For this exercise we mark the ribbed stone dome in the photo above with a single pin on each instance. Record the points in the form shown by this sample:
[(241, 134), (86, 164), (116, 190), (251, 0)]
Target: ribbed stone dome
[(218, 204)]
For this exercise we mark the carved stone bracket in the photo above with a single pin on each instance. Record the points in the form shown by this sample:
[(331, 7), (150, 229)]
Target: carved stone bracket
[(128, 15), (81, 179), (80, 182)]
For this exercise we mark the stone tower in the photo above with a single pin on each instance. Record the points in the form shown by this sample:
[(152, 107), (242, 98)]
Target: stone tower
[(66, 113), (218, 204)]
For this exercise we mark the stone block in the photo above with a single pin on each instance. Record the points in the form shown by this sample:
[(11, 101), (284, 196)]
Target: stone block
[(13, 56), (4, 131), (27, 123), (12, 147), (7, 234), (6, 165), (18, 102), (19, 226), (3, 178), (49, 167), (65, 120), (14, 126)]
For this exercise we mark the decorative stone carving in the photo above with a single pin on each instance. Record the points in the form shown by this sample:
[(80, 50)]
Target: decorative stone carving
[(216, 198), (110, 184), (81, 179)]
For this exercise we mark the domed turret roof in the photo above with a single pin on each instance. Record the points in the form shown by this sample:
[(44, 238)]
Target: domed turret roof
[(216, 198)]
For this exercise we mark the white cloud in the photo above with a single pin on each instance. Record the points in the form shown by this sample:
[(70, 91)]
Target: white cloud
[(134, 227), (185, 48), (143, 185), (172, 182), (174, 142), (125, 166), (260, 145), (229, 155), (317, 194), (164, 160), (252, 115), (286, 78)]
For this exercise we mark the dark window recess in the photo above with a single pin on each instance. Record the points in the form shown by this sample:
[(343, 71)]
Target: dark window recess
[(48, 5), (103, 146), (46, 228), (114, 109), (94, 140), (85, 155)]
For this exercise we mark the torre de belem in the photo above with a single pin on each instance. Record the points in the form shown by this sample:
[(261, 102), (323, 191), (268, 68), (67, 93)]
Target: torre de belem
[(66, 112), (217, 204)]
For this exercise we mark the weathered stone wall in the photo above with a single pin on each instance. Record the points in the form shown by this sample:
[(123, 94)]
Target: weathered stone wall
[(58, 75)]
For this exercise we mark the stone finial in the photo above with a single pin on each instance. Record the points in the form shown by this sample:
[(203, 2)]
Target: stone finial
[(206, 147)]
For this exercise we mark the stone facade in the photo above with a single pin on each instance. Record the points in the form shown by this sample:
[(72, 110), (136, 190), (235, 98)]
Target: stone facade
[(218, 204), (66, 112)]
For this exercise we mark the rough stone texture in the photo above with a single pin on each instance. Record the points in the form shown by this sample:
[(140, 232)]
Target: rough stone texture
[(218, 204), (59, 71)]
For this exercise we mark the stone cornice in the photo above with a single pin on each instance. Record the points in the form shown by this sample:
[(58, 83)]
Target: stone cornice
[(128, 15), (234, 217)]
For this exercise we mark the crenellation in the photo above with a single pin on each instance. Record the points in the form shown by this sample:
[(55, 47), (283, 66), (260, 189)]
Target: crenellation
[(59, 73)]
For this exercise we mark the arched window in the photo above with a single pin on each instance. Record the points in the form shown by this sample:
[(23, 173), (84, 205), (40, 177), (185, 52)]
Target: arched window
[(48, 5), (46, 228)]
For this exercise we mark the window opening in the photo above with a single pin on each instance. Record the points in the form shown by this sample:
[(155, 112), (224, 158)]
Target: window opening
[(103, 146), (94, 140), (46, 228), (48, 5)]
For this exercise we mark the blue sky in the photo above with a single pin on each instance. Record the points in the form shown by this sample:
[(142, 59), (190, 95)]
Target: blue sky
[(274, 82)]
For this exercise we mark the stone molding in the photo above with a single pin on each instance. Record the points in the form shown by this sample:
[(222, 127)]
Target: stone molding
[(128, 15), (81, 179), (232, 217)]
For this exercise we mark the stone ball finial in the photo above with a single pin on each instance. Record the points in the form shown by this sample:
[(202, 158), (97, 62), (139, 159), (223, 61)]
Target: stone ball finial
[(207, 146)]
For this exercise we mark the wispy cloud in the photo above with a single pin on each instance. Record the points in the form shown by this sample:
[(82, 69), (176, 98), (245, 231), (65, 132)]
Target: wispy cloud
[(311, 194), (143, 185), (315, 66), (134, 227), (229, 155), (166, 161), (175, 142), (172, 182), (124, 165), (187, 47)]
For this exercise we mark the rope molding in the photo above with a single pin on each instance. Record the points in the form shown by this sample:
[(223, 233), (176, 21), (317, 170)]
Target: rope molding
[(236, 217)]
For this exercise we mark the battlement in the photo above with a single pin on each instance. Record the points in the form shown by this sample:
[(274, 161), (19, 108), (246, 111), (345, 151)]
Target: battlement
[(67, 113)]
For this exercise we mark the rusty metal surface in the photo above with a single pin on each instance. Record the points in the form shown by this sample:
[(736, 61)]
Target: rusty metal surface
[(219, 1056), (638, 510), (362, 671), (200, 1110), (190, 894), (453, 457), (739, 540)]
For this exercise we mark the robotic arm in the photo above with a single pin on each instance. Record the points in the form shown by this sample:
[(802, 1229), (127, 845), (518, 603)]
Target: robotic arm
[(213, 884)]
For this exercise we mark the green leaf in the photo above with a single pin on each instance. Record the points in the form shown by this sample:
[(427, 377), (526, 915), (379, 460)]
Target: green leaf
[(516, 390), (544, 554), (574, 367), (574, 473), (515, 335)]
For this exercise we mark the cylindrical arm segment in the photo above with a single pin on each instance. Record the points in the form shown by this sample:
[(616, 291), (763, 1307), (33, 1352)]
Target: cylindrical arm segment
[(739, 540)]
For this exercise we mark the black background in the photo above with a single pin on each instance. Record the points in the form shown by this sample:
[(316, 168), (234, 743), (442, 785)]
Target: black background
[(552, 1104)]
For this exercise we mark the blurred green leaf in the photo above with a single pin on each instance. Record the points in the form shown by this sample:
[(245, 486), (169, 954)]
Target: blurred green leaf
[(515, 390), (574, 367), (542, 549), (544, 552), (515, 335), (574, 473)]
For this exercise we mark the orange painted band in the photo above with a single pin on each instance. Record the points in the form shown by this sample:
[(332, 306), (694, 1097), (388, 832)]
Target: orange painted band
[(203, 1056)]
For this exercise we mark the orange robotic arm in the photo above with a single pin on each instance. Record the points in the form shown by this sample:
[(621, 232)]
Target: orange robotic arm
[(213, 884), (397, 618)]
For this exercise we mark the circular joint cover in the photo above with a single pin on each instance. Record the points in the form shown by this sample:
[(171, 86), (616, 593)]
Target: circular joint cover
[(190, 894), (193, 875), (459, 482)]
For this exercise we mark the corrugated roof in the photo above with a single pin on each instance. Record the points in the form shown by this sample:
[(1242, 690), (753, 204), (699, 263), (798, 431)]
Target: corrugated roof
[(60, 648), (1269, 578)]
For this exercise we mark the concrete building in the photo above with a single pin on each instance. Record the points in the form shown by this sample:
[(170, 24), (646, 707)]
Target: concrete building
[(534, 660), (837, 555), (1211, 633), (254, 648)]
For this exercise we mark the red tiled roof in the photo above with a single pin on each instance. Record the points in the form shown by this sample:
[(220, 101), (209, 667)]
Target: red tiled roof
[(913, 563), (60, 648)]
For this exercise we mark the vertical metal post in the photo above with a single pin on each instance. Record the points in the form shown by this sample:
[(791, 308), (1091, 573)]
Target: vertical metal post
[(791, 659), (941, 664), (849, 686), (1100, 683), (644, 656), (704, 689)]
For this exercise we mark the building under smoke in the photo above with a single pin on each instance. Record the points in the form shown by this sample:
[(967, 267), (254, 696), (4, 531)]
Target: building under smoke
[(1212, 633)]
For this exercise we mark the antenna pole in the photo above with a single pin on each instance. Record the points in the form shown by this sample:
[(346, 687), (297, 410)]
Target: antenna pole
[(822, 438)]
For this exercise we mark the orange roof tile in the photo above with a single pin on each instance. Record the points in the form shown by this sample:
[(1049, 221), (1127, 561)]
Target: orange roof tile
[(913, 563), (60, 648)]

AIM:
Only the lines from the one containing "For this exercise we mark the concrete" to the end of the listing belong in the output, each reproduced exactly.

RESPONSE BELOW:
For this exercise we mark the concrete building in the photo above with a single pin on each instance. Record the points in the form shown by this sample:
[(170, 24), (646, 707)]
Target: concrete building
[(534, 660), (837, 555), (1211, 633), (254, 648)]
For this exercise we mark the red tiled roof in the photo above with a single pin on each instance. Record the points in the form shown by this sample:
[(220, 101), (209, 667)]
Target: red tiled roof
[(913, 563), (60, 648)]
For this exercise we mark the vertical metal post in the photo above with a single pin on each instance. Record the points in the form shown by this sample:
[(791, 308), (1091, 573)]
Target: vertical metal post
[(791, 659), (941, 664), (849, 686), (1100, 683), (644, 656), (704, 689)]
For this exercise we mark the building under smoke in the photo above with a single pin on each instance. Record the points in the form shown by this sample:
[(967, 267), (254, 696), (4, 531)]
Target: building under smoke
[(1212, 633)]
For this exercise we mark the antenna pole in the photo above with a single pin on each instance. Record the points in the form shown by this sample:
[(346, 687), (297, 410)]
Target: antenna pole
[(822, 438)]
For this exercise we mark the orange roof tile in the photo above with a single pin on each instance. Record the points in the form shown by this sample:
[(1049, 221), (1127, 561)]
Target: orange roof tile
[(913, 563), (60, 648)]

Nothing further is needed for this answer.